● Work instructions: Copy word for word the lines of the items below, from the line containing "of the small" through the end of the items, both ends included. Leave the pictures out of your copy.

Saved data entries
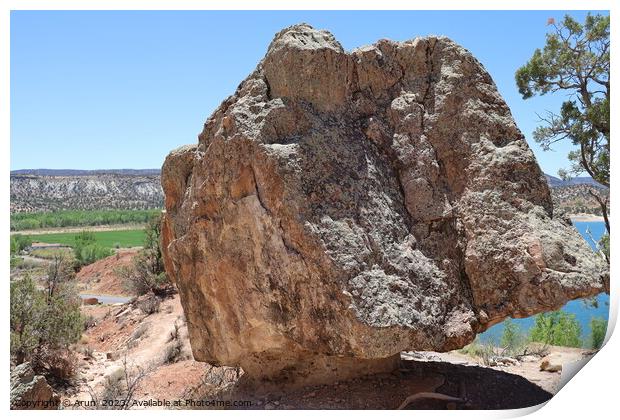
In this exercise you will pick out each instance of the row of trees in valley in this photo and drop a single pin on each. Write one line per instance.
(45, 316)
(65, 218)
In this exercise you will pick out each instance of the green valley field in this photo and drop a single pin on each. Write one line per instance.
(107, 239)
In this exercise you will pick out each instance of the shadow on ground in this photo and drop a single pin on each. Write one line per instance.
(416, 385)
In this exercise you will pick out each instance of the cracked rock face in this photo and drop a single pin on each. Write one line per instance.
(346, 206)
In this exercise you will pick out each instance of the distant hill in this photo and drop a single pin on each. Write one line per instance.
(75, 189)
(48, 190)
(84, 172)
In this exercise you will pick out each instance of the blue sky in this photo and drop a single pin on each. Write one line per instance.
(118, 89)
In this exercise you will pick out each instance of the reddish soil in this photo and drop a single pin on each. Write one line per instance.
(101, 277)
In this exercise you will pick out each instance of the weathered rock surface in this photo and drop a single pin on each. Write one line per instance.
(30, 391)
(347, 206)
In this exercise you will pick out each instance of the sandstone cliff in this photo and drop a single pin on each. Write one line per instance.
(347, 206)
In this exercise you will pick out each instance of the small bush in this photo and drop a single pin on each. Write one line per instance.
(599, 329)
(19, 243)
(172, 352)
(89, 322)
(140, 331)
(149, 305)
(59, 364)
(43, 322)
(557, 328)
(88, 351)
(513, 341)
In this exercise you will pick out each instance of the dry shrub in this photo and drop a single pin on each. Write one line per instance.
(149, 305)
(59, 365)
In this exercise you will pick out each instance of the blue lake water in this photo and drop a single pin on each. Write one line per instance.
(584, 313)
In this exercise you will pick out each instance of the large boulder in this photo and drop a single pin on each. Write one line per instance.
(341, 207)
(30, 391)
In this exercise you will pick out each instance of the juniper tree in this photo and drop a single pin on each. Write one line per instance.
(575, 61)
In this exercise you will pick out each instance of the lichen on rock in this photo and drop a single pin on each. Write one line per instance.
(350, 205)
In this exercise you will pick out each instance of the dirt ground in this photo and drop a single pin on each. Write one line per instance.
(128, 336)
(102, 277)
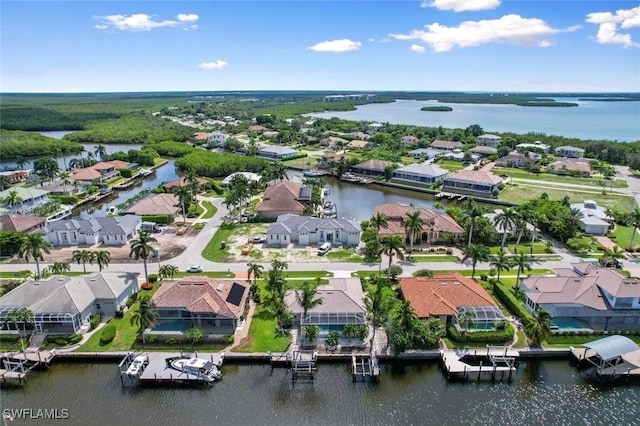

● Solution for this task:
In this exercise you will pick out each instance of the small bush in this photo and drop a single pin on each. Write one line per instance.
(599, 329)
(19, 243)
(172, 352)
(89, 322)
(140, 331)
(149, 305)
(59, 364)
(43, 322)
(557, 328)
(88, 351)
(513, 341)
In this exercise you will pick out each instance of the dry shrub in this photo and drop a single pin on each. Write one line per instance.
(149, 305)
(59, 365)
In this exercise you will pick out each instance of the blue lake water in this photo and drop a single pin on each. Write one line per instance.
(584, 313)
In this exercise you will pick out each instance of the large boulder in this photo and drop a single pin on each. Write one line per instance.
(341, 207)
(30, 391)
In this exercise you will pick out each instance of the juniper tree in this photo and drop a single pin on each. Write one line per instance.
(575, 61)
In this exercise you will pick out each instance of the lichen on rock in this photo and drop a single pin on each. Write one line per instance.
(350, 205)
In this exercise you will pick out each instance of the dirt ground in this photo and drop a single pin on each. Write one line per instance.
(128, 336)
(102, 277)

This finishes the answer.